_Exercise_
The answer should be one number: how many lines in the records below contain the word "plant".

_Material supplied_
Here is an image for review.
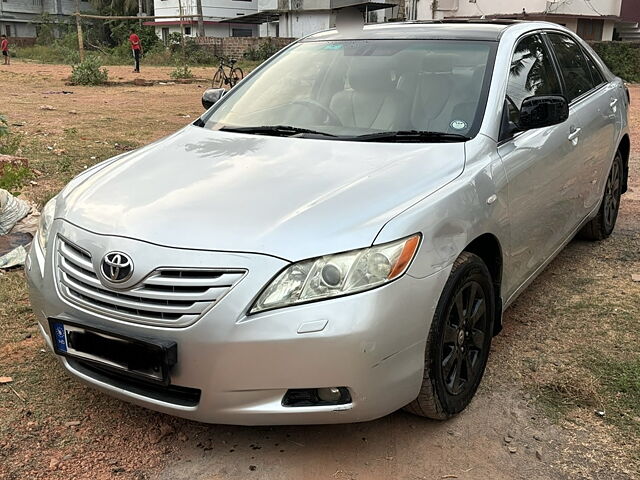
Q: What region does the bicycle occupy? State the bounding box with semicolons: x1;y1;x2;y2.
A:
212;56;244;89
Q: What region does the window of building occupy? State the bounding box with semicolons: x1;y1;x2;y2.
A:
162;27;169;45
184;26;192;35
547;33;597;102
5;25;11;37
504;34;562;125
232;28;253;37
576;18;604;41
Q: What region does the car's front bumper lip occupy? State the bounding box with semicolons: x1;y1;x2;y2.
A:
27;221;451;425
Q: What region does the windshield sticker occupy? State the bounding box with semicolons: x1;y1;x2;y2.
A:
323;43;344;50
450;120;468;130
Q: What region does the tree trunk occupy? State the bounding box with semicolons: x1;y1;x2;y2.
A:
75;0;85;61
196;0;205;37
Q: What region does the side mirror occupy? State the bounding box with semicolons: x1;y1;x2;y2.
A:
518;95;569;130
202;88;226;110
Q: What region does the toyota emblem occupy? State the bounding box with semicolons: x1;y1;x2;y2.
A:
101;251;134;283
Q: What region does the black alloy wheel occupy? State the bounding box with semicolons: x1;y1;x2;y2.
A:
405;252;495;419
441;280;488;396
579;150;624;240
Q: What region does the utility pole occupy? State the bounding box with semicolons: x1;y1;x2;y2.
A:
138;0;144;25
178;0;186;56
74;0;85;61
196;0;205;37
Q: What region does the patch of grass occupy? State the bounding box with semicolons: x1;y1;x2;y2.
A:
70;57;109;86
0;133;24;155
0;164;33;192
535;372;603;421
586;352;640;436
170;64;194;80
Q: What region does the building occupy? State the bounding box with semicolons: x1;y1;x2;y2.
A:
148;0;260;39
0;0;94;41
409;0;622;41
150;0;395;40
615;0;640;40
229;0;396;38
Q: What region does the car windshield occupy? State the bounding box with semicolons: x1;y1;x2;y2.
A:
203;39;496;141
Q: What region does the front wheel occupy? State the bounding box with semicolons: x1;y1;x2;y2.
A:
212;68;225;88
579;150;624;241
404;252;494;420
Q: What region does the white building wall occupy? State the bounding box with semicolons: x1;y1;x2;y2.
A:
446;0;620;18
278;11;331;38
422;0;621;40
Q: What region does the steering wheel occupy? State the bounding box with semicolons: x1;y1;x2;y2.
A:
291;99;343;126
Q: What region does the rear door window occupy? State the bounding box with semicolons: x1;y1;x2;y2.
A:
547;33;597;102
583;51;605;86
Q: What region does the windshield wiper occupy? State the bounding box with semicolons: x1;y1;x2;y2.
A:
350;130;470;143
219;125;336;138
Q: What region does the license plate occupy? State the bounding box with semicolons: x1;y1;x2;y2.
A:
48;319;177;385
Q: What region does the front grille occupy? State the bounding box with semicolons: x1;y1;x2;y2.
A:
55;236;246;327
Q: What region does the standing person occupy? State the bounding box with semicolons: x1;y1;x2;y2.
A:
129;29;142;73
1;35;9;66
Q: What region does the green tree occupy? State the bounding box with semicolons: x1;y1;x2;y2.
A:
89;0;140;15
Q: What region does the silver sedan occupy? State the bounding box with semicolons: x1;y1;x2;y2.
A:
27;20;629;425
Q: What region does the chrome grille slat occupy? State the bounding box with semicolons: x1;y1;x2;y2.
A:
55;236;246;327
60;274;205;314
143;272;245;288
59;241;94;271
129;285;225;302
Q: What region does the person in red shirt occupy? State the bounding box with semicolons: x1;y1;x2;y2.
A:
1;35;9;66
129;29;142;73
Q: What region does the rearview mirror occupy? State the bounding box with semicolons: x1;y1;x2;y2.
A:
202;88;226;110
518;95;569;130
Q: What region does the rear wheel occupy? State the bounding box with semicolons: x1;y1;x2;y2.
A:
212;68;225;88
579;150;623;241
404;252;494;419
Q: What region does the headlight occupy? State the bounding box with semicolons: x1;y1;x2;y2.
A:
36;196;57;255
250;234;421;314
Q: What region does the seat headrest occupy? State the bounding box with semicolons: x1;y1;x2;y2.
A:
421;54;454;74
347;57;395;93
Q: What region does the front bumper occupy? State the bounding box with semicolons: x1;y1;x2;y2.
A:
27;220;450;425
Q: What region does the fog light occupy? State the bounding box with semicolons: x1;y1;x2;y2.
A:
317;387;341;403
282;387;351;407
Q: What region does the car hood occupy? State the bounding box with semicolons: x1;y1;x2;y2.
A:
59;125;465;261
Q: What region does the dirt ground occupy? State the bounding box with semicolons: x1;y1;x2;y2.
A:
0;61;639;480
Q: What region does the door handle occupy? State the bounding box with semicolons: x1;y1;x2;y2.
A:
568;127;582;142
610;98;618;109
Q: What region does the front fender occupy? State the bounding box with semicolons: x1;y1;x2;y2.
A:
373;136;509;283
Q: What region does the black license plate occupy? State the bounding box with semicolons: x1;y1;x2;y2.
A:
48;318;177;385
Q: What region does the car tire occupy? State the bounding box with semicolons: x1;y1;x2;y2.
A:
579;150;624;241
404;252;495;420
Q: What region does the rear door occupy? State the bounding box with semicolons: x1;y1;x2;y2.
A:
498;33;582;297
546;32;618;222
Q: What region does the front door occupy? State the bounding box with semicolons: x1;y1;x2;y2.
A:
547;33;619;220
498;33;583;298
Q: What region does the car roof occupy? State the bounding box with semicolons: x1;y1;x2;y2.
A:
304;20;548;42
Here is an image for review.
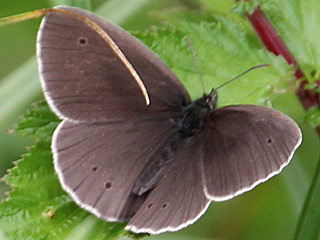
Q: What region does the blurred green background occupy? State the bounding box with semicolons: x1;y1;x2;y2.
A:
0;0;319;240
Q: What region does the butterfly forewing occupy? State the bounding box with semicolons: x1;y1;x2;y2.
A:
201;105;302;200
37;6;190;123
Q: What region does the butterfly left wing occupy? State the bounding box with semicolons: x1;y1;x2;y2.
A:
201;105;302;200
126;135;210;234
53;118;178;221
37;6;190;123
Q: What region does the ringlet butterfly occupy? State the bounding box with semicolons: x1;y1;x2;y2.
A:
36;6;302;234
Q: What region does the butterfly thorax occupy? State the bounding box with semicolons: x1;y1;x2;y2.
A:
179;93;217;138
132;93;217;196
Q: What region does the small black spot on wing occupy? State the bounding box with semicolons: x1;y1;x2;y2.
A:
161;203;168;209
91;166;98;172
105;181;112;190
77;37;88;46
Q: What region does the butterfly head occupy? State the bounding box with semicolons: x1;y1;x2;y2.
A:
194;89;217;113
208;89;218;110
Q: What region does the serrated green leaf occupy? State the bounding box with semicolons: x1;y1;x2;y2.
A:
1;2;319;240
232;0;265;15
14;101;60;142
264;0;320;84
259;1;320;239
135;13;292;107
0;102;141;240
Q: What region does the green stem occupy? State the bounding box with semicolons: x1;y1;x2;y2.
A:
294;154;320;240
0;9;46;26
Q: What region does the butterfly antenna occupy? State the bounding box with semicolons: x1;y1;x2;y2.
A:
184;36;206;94
213;64;270;92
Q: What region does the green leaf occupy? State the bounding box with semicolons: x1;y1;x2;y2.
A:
264;0;320;84
304;82;320;93
232;0;266;15
254;1;320;238
1;11;298;240
14;101;60;142
135;13;292;106
196;0;234;14
0;101;144;240
1;2;319;240
303;106;320;128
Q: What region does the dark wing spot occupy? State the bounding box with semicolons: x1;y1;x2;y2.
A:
267;138;272;144
161;203;168;209
147;203;153;209
91;166;98;172
78;37;88;46
105;182;112;189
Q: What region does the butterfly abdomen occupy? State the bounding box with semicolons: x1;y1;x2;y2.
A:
132;96;214;196
132;132;187;196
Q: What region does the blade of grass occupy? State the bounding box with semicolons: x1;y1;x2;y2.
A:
294;154;320;240
95;0;151;23
0;57;41;128
49;0;92;10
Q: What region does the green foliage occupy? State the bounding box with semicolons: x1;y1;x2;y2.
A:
294;155;320;240
14;102;60;141
0;0;319;240
232;0;270;15
0;101;144;240
303;106;320;128
136;13;291;106
264;0;320;84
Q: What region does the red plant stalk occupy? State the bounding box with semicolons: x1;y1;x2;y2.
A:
244;6;319;134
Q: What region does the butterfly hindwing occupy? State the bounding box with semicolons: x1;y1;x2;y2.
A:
201;105;302;200
127;135;210;234
53;119;178;221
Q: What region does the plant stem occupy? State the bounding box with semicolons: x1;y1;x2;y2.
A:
243;6;319;134
238;3;320;239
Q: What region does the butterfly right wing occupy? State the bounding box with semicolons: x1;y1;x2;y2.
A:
201;105;302;201
53;118;178;221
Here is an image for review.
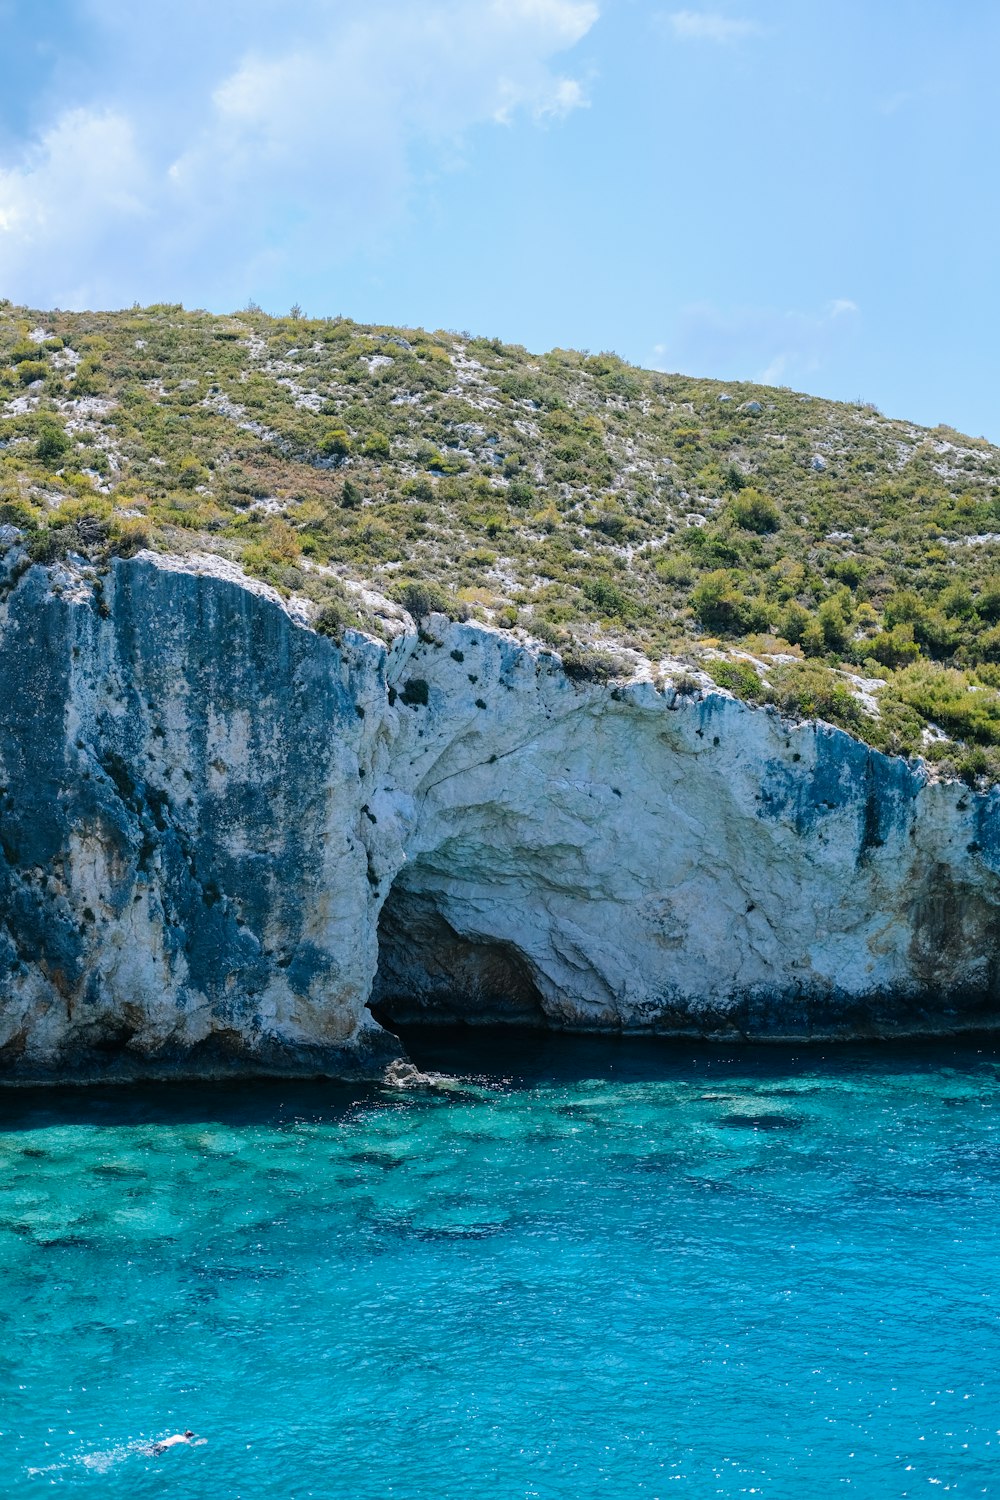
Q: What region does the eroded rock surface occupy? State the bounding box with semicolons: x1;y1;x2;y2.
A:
2;550;1000;1080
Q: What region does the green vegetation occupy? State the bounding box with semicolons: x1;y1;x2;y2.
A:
2;302;1000;778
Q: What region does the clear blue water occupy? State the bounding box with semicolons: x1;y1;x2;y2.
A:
2;1031;999;1499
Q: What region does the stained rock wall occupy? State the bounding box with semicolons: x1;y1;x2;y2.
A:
1;550;999;1080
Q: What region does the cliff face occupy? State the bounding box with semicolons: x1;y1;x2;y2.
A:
2;550;1000;1081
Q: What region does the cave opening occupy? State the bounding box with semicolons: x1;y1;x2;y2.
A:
369;878;548;1030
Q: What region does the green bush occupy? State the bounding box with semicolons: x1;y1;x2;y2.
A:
28;526;76;564
582;577;629;618
884;663;1000;746
363;431;391;459
314;597;360;641
176;455;209;489
16;360;47;386
817;592;853;652
561;647;621;683
109;517;152;557
398;580;449;619
779;599;812;645
423;450;467;476
692;570;754;634
726;488;780;533
870;623;921;668
708;659;765;701
35;424;70;463
769;664;864;731
319;428;352;461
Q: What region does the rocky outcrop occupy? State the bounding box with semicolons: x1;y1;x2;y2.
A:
2;548;1000;1082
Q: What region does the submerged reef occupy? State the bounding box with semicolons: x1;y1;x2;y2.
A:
2;550;1000;1081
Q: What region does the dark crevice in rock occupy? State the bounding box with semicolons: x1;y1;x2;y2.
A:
370;878;547;1029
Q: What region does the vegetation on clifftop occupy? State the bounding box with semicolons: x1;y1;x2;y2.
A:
3;299;1000;781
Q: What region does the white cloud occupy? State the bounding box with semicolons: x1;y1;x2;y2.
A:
653;299;861;386
0;0;598;308
0;109;151;307
665;11;760;43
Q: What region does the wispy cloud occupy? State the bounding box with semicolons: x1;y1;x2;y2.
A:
652;299;860;386
0;0;599;309
878;80;949;117
664;10;760;43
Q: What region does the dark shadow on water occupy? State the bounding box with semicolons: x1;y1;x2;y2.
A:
397;1022;1000;1091
0;1026;997;1129
0;1076;376;1133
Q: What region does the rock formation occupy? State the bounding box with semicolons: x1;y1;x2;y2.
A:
1;548;999;1081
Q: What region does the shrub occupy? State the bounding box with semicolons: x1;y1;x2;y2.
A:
0;496;40;529
176;455;209;489
561;647;621;683
399;678;430;707
976;581;1000;622
800;618;828;658
423;450;467;476
769;664;864;730
778;600;812;645
708;660;765;701
69;361;106;396
870;623;921;669
588;508;635;541
830;557;867;589
314;597;359;641
913;609;958;657
727;488;780;533
884;663;1000;746
258;518;301;563
691;570;753;634
883;589;924;627
319;428;352;461
109;517;152;556
398;580;449;619
28;526;76;564
939;582;974;618
35;424;69;463
816;592;853;652
973;623;1000;663
582;577;629;618
16;360;47;386
363;431;391;459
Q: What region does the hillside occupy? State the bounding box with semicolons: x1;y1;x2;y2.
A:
3;299;1000;782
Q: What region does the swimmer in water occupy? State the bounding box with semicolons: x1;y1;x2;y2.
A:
144;1431;196;1455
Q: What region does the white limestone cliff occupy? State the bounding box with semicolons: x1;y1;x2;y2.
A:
1;548;998;1082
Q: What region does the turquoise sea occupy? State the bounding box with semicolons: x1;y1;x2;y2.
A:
1;1031;998;1499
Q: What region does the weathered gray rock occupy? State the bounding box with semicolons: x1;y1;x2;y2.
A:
2;549;999;1082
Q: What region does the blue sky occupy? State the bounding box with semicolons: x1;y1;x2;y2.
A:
0;0;996;439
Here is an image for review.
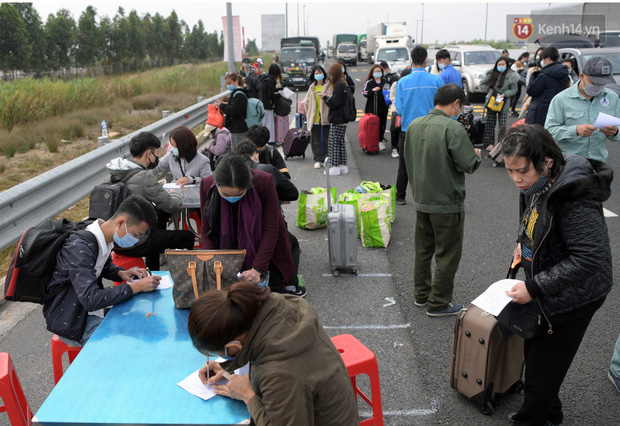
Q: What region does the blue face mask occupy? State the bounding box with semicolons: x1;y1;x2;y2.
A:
438;63;447;70
314;74;324;81
171;147;179;157
497;66;507;73
373;72;383;79
113;222;139;248
227;84;236;91
342;67;345;73
451;103;461;121
218;186;246;203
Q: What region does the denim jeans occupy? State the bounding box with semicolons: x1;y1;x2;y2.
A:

_Answer to the problem_
2